• _Texto seleccionado_:
- - - - - - -
Centralización / burocratización versus descentralización: En la línea ya introducida anteriormente al respecto de la creación del gran Leviathan llamado Estado por el pensamiento ilustrado, nos viene necesariamente a la mente la idea de centralización. En España, concretamente, la irrupción del liberalismo trajo consigo, como ya sabemos, la aniquilación de la gran mayoría de instituciones políticas tradicionales de los reinos, de manera que las reivindicaciones tradicionalistas se ciñen, en este ámbito, «no únicamente que se dote a las regiones naturales de un gobierno propio en lo que a sus asuntos se refiere, sino que se restaure en ellas el gobierno que preexistió a la centralización, no como concesión de división de sub-gobiernos al estilo del central, sino con las características históricas que constituyen a esas regiones en antiguos reinos federados»[21]. Lo anterior, unido al imperio hegemónico del positivismo, dará lugar a una auténtica dictadura liberal donde las normas positivas adoptadas por el Leviathan, vienen impuestas desde varios cientos de kilómetros, por supuesto desconociendo las tradiciones y necesidades de los pueblos a los que van dirigidos. ¿Puede, pues, hacerse mayor violencia a la sociedad natural humana que con semejante planteamiento?

Inalienabilidad / desamortización: Se trata de dos conceptos no directamente encontrados, más bien la desamortización sería una especie dentro del género de los opuestos a la inalienabilidad. Pero hemos querido emplear esta dupla de términos con la intención de que sea más notoria la contraposición de paradigmas entre Derecho tradicional y liberal.
- - - - - - -
• _Ejercicio 1_:
Responde estas preguntas sobre el fragmento acerca del Derecho tradicional y el liberal:
(a) ¿Qué trajo consigo en España la irrupción del liberalismo?
(b) ¿A qué dará lugar eso, unido al imperio hegemónico del positivismo?
(c) ¿Con qué intención se emplea la dupla de términos inalienabilidad y desamortización?
• _Ejercicio 2_:
Duplica un pasaje del fragmento: comienza en las palabras que contienen "Inalienabilidad / desamortización: Se" y detente después de "tradicional y liberal.".
Las entradas son material aparte y no guardan relación con el fragmento.

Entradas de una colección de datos
- - - - - - -
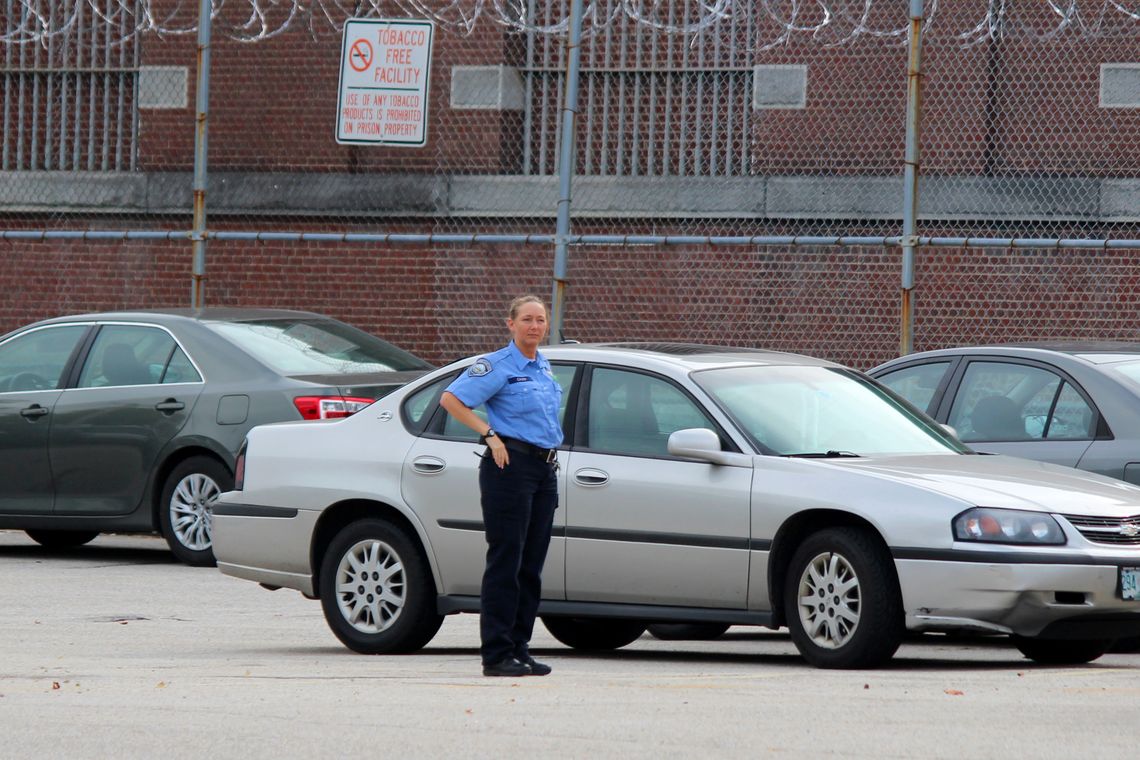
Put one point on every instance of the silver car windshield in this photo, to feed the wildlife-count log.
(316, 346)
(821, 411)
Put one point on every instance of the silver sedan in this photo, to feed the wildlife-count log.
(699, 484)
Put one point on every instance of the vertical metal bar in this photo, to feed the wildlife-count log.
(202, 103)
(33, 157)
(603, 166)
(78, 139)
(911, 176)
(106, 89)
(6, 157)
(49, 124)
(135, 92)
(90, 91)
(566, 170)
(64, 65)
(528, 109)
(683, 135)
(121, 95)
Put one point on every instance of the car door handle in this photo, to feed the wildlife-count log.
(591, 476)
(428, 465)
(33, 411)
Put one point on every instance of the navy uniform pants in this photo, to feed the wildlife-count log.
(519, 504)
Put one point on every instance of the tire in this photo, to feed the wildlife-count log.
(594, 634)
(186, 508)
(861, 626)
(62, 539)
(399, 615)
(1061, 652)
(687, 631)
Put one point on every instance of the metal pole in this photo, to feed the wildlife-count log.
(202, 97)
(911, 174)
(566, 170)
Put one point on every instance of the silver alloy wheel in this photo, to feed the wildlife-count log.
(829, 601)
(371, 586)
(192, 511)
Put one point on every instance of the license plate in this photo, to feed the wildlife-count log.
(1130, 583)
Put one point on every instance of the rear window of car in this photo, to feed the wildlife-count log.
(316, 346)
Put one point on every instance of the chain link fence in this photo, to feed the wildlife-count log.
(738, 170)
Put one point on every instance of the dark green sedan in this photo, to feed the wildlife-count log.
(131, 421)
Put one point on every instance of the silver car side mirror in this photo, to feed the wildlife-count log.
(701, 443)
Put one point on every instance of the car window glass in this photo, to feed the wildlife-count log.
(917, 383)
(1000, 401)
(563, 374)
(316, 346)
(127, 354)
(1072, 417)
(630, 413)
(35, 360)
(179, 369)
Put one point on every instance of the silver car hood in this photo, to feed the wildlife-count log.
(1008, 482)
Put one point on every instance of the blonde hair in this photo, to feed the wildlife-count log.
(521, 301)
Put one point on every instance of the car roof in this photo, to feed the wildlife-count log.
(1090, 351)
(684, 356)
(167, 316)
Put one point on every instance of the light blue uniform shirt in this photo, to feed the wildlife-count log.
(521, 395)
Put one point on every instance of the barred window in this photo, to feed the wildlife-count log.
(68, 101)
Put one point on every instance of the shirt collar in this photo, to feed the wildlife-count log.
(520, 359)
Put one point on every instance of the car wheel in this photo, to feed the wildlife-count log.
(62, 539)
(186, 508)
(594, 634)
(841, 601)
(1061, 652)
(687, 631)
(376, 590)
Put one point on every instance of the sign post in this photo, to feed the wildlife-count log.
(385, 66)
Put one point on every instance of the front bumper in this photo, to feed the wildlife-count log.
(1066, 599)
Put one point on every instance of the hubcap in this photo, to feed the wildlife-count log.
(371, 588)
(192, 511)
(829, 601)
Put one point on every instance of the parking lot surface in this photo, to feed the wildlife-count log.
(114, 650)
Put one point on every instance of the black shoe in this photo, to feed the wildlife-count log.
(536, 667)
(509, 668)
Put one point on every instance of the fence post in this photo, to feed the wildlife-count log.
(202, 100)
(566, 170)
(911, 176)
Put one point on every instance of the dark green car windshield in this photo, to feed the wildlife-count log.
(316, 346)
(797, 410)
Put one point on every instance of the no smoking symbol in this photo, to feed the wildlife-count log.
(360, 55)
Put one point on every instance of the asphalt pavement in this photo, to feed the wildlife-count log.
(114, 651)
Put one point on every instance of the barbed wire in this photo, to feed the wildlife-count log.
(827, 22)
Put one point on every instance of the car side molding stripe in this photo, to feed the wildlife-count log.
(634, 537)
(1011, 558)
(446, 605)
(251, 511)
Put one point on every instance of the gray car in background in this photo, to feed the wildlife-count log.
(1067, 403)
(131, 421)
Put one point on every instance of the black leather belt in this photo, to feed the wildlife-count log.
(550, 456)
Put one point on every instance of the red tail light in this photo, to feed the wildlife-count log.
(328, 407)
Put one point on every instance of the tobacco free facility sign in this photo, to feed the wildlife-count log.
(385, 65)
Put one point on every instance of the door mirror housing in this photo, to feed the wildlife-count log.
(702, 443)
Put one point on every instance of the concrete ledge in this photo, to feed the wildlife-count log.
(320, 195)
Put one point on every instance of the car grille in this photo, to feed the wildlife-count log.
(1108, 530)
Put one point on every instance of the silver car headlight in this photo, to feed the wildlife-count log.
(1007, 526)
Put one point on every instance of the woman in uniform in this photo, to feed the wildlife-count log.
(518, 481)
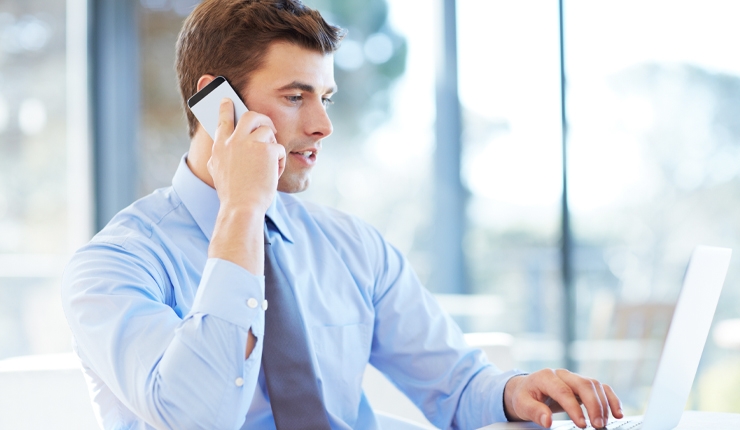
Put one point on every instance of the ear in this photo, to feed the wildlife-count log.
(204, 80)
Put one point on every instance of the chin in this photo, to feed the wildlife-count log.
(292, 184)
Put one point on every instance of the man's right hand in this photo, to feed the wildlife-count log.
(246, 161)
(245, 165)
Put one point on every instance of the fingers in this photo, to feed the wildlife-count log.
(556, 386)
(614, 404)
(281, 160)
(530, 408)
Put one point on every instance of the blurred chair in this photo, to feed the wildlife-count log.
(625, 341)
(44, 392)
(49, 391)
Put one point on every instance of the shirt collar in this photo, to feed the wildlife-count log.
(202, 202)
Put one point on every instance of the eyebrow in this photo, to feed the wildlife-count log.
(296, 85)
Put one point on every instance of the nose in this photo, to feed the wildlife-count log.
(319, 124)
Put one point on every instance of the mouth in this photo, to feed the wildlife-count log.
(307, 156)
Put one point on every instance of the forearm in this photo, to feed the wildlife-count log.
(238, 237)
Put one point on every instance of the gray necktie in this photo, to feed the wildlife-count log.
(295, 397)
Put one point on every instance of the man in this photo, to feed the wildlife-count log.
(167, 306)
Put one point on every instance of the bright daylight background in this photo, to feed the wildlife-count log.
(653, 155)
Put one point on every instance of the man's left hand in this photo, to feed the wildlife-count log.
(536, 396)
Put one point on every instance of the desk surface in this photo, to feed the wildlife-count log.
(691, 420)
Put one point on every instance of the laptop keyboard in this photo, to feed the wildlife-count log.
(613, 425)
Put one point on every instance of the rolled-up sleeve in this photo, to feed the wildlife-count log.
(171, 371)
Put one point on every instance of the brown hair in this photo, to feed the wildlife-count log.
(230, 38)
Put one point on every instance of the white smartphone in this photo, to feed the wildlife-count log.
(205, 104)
- - - - - - -
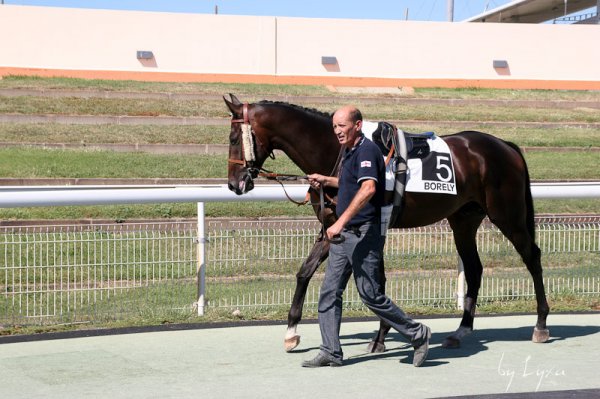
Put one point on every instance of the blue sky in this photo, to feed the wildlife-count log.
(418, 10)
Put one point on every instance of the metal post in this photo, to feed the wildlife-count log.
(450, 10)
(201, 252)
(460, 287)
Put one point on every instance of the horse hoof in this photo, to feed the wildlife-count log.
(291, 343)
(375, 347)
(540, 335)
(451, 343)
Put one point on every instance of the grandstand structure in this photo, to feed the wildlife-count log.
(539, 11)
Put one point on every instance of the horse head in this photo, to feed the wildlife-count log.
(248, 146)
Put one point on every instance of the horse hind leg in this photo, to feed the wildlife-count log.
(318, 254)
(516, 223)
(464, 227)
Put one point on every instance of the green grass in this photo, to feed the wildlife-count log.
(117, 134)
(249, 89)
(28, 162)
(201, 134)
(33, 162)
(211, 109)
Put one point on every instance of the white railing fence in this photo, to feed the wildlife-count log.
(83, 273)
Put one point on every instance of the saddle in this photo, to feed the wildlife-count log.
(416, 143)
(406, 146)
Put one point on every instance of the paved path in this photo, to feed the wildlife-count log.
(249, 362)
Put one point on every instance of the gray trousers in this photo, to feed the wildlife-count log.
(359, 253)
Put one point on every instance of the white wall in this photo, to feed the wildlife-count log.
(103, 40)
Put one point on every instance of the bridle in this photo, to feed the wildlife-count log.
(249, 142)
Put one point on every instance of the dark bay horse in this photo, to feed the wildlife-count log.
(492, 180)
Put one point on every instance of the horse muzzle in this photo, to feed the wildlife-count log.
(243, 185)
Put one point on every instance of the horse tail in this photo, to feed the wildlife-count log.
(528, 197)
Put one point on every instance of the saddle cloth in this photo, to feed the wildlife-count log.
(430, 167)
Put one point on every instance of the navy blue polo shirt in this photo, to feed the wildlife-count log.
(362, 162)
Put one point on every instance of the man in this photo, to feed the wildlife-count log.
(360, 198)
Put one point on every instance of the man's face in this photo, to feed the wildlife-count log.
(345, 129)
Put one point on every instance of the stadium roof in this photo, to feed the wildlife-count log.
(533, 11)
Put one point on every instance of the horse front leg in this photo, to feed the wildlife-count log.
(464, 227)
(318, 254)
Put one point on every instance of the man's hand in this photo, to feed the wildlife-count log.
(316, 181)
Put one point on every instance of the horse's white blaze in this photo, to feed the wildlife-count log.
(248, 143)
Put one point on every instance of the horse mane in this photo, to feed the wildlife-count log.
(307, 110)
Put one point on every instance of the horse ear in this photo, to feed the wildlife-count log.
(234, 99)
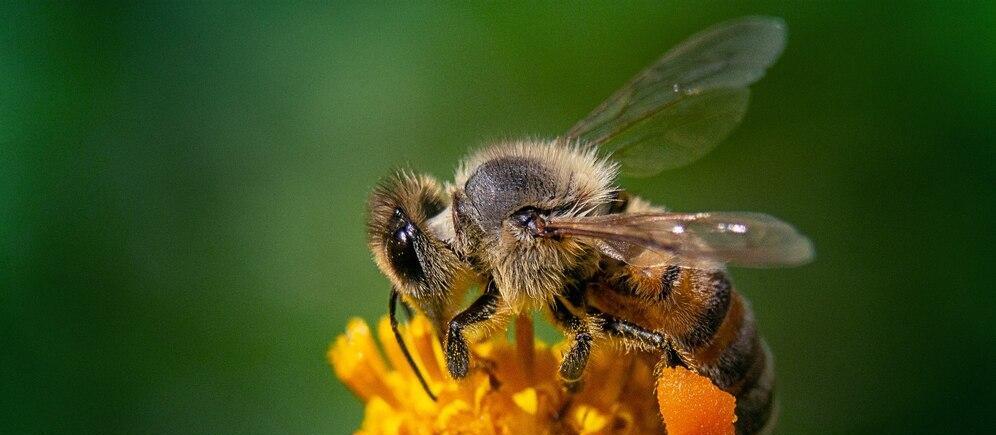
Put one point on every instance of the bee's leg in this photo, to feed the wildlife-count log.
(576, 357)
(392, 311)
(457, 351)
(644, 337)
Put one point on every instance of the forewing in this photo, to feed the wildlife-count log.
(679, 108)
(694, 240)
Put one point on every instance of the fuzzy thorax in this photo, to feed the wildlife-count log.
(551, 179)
- - - - - - -
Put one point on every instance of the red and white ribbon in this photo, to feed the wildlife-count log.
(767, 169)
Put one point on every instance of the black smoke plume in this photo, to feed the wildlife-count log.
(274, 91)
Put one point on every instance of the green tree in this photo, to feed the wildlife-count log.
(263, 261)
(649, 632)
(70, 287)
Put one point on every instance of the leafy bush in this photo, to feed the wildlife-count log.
- - - - - - -
• _Solución 1_:
(a) La aniquilación de la gran mayoría de instituciones políticas tradicionales de los reinos.
(b) A una auténtica dictadura liberal.
(c) Con la intención de que sea más notoria la contraposición de paradigmas entre Derecho tradicional y liberal.

• _Solución 2_:
Inalienabilidad / desamortización: Se trata de dos conceptos no directamente encontrados, más bien la desamortización sería una especie dentro del género de los opuestos a la inalienabilidad. Pero hemos querido emplear esta dupla de términos con la intención de que sea más notoria la contraposición de paradigmas entre Derecho tradicional y liberal.